### TASK STATEMENT
Reproduce every one of the following items word for word, with no changes.
● ● ● ● ● ● ●
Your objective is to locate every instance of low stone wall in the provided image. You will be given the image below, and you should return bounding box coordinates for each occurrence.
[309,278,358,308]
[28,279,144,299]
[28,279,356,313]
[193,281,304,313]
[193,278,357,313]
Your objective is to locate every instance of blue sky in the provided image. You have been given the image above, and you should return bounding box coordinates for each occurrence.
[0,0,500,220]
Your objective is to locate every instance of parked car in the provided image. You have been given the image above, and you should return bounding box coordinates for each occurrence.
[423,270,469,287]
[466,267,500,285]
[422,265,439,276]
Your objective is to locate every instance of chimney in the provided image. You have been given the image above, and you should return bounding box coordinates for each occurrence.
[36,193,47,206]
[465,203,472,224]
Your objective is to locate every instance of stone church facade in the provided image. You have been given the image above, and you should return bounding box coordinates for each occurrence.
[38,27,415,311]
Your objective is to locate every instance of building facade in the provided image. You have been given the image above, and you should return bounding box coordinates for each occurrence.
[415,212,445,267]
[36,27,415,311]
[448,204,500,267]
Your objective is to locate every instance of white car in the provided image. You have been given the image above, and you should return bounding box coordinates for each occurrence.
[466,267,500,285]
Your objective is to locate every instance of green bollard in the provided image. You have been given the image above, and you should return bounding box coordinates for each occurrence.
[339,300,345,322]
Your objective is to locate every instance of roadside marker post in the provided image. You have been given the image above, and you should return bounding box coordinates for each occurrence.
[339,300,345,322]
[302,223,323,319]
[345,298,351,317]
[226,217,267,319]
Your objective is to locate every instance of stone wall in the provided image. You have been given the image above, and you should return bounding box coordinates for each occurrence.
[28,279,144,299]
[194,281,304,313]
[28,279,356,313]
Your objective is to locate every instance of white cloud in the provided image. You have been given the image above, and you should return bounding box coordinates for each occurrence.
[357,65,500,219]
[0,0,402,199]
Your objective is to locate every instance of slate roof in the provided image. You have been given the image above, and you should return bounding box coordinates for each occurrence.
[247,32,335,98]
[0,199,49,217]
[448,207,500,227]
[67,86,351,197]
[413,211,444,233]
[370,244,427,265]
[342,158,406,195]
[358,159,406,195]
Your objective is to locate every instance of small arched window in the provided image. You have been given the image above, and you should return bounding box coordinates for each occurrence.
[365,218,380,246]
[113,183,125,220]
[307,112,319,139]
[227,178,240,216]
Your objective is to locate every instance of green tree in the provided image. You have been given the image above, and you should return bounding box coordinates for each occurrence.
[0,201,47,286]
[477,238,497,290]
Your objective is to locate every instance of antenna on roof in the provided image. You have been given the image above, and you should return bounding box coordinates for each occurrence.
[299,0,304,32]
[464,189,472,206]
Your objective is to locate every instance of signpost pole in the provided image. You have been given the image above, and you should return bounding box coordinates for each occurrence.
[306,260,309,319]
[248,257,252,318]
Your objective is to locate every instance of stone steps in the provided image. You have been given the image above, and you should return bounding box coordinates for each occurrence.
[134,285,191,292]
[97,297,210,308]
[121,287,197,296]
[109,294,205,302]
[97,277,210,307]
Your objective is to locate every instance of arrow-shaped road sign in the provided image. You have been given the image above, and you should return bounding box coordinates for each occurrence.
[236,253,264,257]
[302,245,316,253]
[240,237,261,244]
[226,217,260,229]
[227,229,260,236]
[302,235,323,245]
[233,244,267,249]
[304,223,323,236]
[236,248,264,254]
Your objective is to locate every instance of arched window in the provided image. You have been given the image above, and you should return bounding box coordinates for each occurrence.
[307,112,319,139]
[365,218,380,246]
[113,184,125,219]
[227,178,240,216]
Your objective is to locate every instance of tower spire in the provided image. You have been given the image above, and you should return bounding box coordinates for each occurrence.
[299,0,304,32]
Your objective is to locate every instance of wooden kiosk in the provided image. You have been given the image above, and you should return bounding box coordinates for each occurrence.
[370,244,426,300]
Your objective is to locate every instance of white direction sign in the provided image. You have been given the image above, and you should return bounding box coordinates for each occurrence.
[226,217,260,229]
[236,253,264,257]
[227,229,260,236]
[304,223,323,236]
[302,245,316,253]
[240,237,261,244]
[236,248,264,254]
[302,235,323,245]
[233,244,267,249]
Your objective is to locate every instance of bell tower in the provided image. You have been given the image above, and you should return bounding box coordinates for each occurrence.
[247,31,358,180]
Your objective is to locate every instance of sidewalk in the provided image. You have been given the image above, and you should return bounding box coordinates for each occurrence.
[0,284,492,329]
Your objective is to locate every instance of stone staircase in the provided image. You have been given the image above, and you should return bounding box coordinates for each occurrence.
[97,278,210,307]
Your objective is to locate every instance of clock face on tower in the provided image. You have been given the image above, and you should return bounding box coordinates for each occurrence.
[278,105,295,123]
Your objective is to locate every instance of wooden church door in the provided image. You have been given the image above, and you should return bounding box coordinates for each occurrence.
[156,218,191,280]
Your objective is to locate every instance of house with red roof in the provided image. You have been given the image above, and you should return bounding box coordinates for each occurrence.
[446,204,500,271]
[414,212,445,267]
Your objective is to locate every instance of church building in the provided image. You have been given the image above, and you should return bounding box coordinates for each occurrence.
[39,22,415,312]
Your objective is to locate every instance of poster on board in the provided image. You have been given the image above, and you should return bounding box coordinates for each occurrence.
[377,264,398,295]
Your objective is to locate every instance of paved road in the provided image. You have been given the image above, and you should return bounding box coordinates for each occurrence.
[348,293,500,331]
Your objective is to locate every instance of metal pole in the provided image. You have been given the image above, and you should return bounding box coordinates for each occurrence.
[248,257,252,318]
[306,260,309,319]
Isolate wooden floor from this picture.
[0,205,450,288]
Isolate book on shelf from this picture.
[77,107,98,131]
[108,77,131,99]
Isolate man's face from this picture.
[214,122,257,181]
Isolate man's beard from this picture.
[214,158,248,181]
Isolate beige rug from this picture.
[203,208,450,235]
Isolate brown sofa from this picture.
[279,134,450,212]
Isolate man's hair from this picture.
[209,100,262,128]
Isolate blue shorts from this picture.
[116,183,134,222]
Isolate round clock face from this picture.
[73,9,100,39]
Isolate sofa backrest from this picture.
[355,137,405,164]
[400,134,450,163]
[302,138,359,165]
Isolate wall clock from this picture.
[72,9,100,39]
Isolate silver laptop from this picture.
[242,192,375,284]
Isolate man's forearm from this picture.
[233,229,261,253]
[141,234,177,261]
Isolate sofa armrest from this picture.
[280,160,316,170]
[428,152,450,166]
● ● ● ● ● ● ●
### FINISHED ANSWER
Your objective is to locate every instance of low stone wall in the provided image. You will be given the image below, and you should return bounding box coordinates for each occurrence.
[309,278,358,308]
[28,279,144,299]
[28,279,356,313]
[193,281,304,313]
[193,278,357,313]
Your objective is to locate every instance of blue sky in the provided image. You have been given the image above, and you should return bounding box coordinates for each occurrence.
[0,0,500,220]
Your objective is to locate every instance of parked car in the provided image. You have been given the image above, and you should return bounding box coordinates for each occurrence.
[423,270,469,287]
[466,267,500,285]
[422,265,439,276]
Your objective is to locate every instance of chimney in the provided image. You have been given the image above, and you should return bounding box coordinates for each occurrence.
[36,193,47,206]
[465,203,472,224]
Your objective is to locate every instance of stone church facade in the provided image. You have been given the image above, and you should return bounding box coordinates for each occurrence.
[38,27,415,311]
Your objective is to locate every instance of building facade in the provided image. You have been given the image above, and you should return bounding box coordinates for each occurrence.
[415,212,445,267]
[36,27,415,311]
[448,204,500,267]
Your objective is to locate every instance of white car in the provided image. You have been given the image above, and you should return bounding box coordinates for each occurrence.
[466,267,500,285]
Your objective is to locate every instance of green bollard in the provided image. You have been given the image above, and you should return bounding box coordinates for each occurrence.
[339,300,345,322]
Your objective is to locate every instance of roadside marker post in the provided image. You have been given the image above, and you should return bounding box coordinates for each occurrence.
[339,300,345,322]
[302,223,323,319]
[345,298,351,317]
[226,217,267,319]
Your objective is to locate every instance of stone wall in the provided image. You have been given the image above, and you should return bounding box coordinates for each occurrence.
[28,279,144,299]
[194,281,304,313]
[28,279,356,313]
Your objective is to locate every instance of white cloud in the provided image. You have been given the image above, and you should return bounding box coordinates for each occurrence.
[357,65,500,219]
[0,0,402,199]
Your objective is to locate every instance of slate roof in the provided image. You have been given the image above, and you should return bounding box coordinates for each occurrence.
[247,32,335,98]
[0,199,49,217]
[448,207,500,227]
[67,86,351,197]
[413,211,444,233]
[370,244,427,265]
[342,158,406,195]
[358,159,406,195]
Your objective is to locate every instance of small arched window in the provided image. You have been given the image above, and you should return bounding box coordinates for each occurrence.
[365,218,380,246]
[113,183,125,220]
[307,112,319,139]
[227,178,240,216]
Your objective is to locate every instance of green tree in the provided image. You have been given the image above, and you should return bounding box coordinates for each occurrence.
[0,201,47,286]
[477,238,497,290]
Your objective is to locate every instance of antenna on roof in the provided image. You have been given the image above, and you should return bounding box coordinates for each occurrence.
[299,0,304,32]
[464,189,472,206]
Your objective is to locate every instance of signpost pole in the provided image. You have been given the image above, and you should return bounding box coordinates for each occurrence.
[306,260,309,319]
[248,257,252,318]
Your objective is to locate every instance of stone steps in the provided image. You have been given the image above, and you should return bounding box coordinates for each occurrence.
[134,285,191,292]
[97,297,210,308]
[121,287,197,296]
[109,294,205,302]
[97,277,210,307]
Your objective is to locate every instance of arrow-shaped road sign in the provided image. You have been given the image above, and you should return bounding box coordinates for each occurrence.
[236,253,264,257]
[302,245,316,253]
[240,237,261,244]
[226,217,260,229]
[227,229,260,236]
[302,235,323,245]
[233,244,267,249]
[304,223,323,236]
[236,248,264,254]
Your objective is to locate every instance of arched window in the provided image. You have been given the image above, and you should return bounding box coordinates for each occurrence.
[307,112,319,139]
[365,218,380,246]
[113,184,125,219]
[227,178,240,216]
Your objective is to locate every instance of tower spire in the provided image. You have been given the image above, and you should return bounding box coordinates for each occurrence.
[299,0,304,32]
Your objective is to locate every instance of wooden kiosk in the provided image. You have been given the image above, and you should return bounding box coordinates for each occurrence.
[370,244,426,300]
Your objective is to locate every instance of white direction sign in the provided image. You have been given the image above, and you should return bounding box coordinates for each occurrence.
[226,217,260,229]
[236,253,264,257]
[227,229,260,236]
[304,223,323,236]
[302,245,316,253]
[240,237,261,244]
[236,248,264,254]
[302,235,323,245]
[233,244,267,249]
Your objective is to locate every instance of bell tower in the provided image. You have been given the image above, and you should return bounding box coordinates for each occurrence.
[247,31,358,180]
Your objective is to locate every instance of sidewalk in the provided image. You have been given the image above, and you should return bounding box coordinates for each occurrence.
[0,284,492,329]
Your objective is to locate every instance of stone staircase in the provided image. You have been given the image above, and you should return bounding box coordinates for each occurrence.
[97,278,210,307]
Your objective is to locate every instance of clock face on tower in the provided image. You have been given the image above, and you should return bounding box coordinates for each occurrence.
[278,105,295,123]
Your objective is to locate every instance of wooden church door in the provided image. You have been given the image above, and you should return bounding box coordinates for each occurrence.
[156,218,191,280]
Your objective is to locate every instance of house with red roof in the provided image. You have been given the image above, and you should return bounding box coordinates for each occurrence.
[446,204,500,271]
[414,212,445,267]
Your objective is to locate every instance of church building in the provided image. You have been given the image above, and you should return bounding box coordinates for each occurrence.
[39,22,415,312]
Your objective is to locate every instance of poster on board in the provided image. You have been given the image above, and you should return bounding box coordinates for each occurrence.
[377,264,398,295]
Your objective is to locate every instance of paved road in the provided image. You have been given the image above, and you should return bounding box coordinates for each occurrence.
[348,293,500,331]
Your objective is to locate every instance of metal pole in the provided image. You have been given the image above, and you should return bounding box coordinates for each occurrence.
[248,257,252,318]
[306,260,309,319]
Isolate wooden floor from this picture.
[0,205,450,288]
Isolate book on shelf from this picture.
[77,107,98,131]
[108,77,131,99]
Isolate man's face from this picture.
[214,122,257,181]
Isolate man's beard from this picture.
[214,158,248,181]
Isolate beige rug from this picture.
[203,208,450,235]
Isolate brown sofa from this picture.
[279,134,450,212]
Isolate man's hair from this picture.
[209,100,262,128]
Isolate blue shorts from this picture.
[116,183,134,222]
Isolate round clock face from this picture.
[73,9,100,39]
Isolate sofa backrest from this picture.
[355,137,405,164]
[400,134,450,163]
[302,138,359,165]
Isolate wall clock from this picture.
[72,9,100,39]
Isolate silver laptop from this picture.
[242,192,375,284]
Isolate man's forearm from this picture.
[233,229,261,253]
[141,234,177,261]
Isolate sofa armrest from this picture.
[280,160,316,170]
[428,152,450,166]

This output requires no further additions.